== What the task asks ==
Rewrite the items below, changing every "one marker" to "a single marker" and leaving the rest untouched.

* START Record extracts *

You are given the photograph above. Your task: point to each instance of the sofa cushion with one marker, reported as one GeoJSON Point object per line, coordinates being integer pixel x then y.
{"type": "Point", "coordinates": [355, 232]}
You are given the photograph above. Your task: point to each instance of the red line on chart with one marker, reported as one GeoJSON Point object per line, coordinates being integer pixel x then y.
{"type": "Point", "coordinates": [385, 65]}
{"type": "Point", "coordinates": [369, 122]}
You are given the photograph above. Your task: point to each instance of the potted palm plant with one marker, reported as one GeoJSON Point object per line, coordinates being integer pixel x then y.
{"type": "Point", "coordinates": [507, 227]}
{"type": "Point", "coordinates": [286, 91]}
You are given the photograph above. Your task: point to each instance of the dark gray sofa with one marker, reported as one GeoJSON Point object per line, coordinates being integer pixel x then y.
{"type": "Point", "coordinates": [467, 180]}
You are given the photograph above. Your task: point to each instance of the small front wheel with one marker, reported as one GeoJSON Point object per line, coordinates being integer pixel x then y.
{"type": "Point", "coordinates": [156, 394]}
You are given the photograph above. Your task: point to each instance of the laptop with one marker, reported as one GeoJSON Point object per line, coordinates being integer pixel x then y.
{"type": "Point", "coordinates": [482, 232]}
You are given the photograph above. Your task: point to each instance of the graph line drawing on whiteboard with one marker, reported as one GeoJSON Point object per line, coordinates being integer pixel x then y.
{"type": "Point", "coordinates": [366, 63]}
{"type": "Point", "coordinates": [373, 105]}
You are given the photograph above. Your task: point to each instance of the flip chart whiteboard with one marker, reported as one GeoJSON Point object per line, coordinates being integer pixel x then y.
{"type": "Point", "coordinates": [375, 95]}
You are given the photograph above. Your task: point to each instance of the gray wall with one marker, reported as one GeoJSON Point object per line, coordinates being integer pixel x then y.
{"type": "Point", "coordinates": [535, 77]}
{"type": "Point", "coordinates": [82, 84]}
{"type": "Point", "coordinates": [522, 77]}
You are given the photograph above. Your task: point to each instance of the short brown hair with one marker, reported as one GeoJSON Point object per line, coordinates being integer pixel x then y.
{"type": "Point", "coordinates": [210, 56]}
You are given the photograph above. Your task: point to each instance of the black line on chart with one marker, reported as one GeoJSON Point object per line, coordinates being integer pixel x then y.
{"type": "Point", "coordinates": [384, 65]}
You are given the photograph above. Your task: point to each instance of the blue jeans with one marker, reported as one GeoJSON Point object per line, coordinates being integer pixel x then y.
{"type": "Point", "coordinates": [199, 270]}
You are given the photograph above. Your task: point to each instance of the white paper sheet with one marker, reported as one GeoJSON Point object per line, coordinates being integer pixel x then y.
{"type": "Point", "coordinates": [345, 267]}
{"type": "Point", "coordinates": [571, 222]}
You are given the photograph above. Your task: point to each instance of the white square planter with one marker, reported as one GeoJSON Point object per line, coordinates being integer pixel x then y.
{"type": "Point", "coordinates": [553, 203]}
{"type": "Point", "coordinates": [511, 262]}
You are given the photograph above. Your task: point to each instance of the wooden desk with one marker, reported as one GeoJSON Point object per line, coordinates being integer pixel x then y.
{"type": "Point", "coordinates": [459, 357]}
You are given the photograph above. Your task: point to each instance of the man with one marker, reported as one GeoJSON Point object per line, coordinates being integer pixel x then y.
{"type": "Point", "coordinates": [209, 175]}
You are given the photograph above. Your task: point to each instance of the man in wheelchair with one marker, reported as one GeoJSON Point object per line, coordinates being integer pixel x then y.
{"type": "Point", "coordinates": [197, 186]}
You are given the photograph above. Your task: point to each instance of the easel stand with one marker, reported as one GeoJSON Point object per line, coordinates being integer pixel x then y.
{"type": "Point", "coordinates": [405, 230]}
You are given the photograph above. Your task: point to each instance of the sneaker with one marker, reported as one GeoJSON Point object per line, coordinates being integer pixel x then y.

* END Record extracts *

== Problem solution ==
You are given the photograph above. Your task: point to each instance of the sofa cushion with a single marker, reported as one GeoJSON Point object per line, coordinates being integer pixel x then y.
{"type": "Point", "coordinates": [355, 232]}
You are given the photograph above. Your task: point to each instance of the red line on chart with a single marker, reported as one GeoJSON Point object per line, coordinates being integer pixel x then y.
{"type": "Point", "coordinates": [385, 65]}
{"type": "Point", "coordinates": [369, 122]}
You are given the photograph above. Your task: point to each instance of the potted palm plant with a single marker, reported as one GeoJSON Point object per line, coordinates being integer pixel x then y.
{"type": "Point", "coordinates": [507, 227]}
{"type": "Point", "coordinates": [286, 91]}
You are given the photograph above. Your task: point to each instance of the dark gray sofa with a single marker, reported as one GeoJSON Point object per line, coordinates being integer pixel x then y.
{"type": "Point", "coordinates": [467, 180]}
You are given the photograph above. Your task: point to each instance of the small front wheel with a single marker, reported as one GeoJSON Point object per line, coordinates being integer pixel x then y.
{"type": "Point", "coordinates": [156, 394]}
You are given the photograph above. Your task: point to each instance of the laptop with a single marker, reported as one GeoJSON Point object per line, coordinates being integer pixel x then y.
{"type": "Point", "coordinates": [482, 232]}
You are given the photograph above. Your task: point to each instance of the graph line drawing on whiteboard with a single marker, reported as one GeoJSON Point object per line, coordinates being integer pixel x then y.
{"type": "Point", "coordinates": [366, 63]}
{"type": "Point", "coordinates": [373, 105]}
You are given the photograph above. Your task: point to each instance of the flip chart whiteboard with a single marker, reported as one GeoJSON Point object per line, coordinates being integer pixel x then y.
{"type": "Point", "coordinates": [375, 95]}
You are given the photograph above. Your task: point to each instance of the gray wall with a single marker, reported as one GeoJSON Point object per line, coordinates being integer pixel x then y.
{"type": "Point", "coordinates": [535, 77]}
{"type": "Point", "coordinates": [82, 84]}
{"type": "Point", "coordinates": [522, 77]}
You are given the photograph above. Your task: point to each instance of the short brown hair with a single marker, reported as one GeoJSON Point object per line, coordinates being integer pixel x then y.
{"type": "Point", "coordinates": [210, 56]}
You are given the photograph above. Your task: point to each instance of the black line on chart with a single marker, reported as one GeoJSON Point object per line, coordinates being integer pixel x then y.
{"type": "Point", "coordinates": [384, 65]}
You are given the photograph above. Your task: point to each instance of the blue jeans with a single marker, reported as one GeoJSON Point object per line, coordinates being integer pixel x then y.
{"type": "Point", "coordinates": [199, 270]}
You are given the photograph above. Your task: point to each instance of the white paper sheet with a single marker, reported as one GeoJSON Point object per line, coordinates being integer pixel x then y.
{"type": "Point", "coordinates": [345, 267]}
{"type": "Point", "coordinates": [571, 222]}
You are given the photograph above. Your task: point to each instance of the white square planter with a single marker, reported as one GeoJSON Point object per line, coordinates being integer pixel x then y.
{"type": "Point", "coordinates": [553, 203]}
{"type": "Point", "coordinates": [511, 262]}
You are given the photograph above. Your task: point to each instance of the wooden desk with a single marker, reported as one GeoJSON Point object per line, coordinates being integer pixel x then y.
{"type": "Point", "coordinates": [459, 357]}
You are given the photograph above. Your task: point to each instance of the man with a single marker, reported as one GeoJSON Point object per line, coordinates being integer pixel x then y.
{"type": "Point", "coordinates": [209, 175]}
You are given the photograph above. Your task: point to each instance of the man in wheelchair with a single marker, reported as one GeoJSON Point object per line, coordinates being integer pixel x then y.
{"type": "Point", "coordinates": [197, 186]}
You are given the photograph above. Your task: point to each instance of the easel stand with a single marker, reported as one GeoJSON Point object per line, coordinates being integer pixel x then y.
{"type": "Point", "coordinates": [405, 230]}
You are given the photograph above. Your task: point to each instance of the sneaker with a single marker, reported as one GeoJSON Point object per line, coordinates being integer pixel x then y.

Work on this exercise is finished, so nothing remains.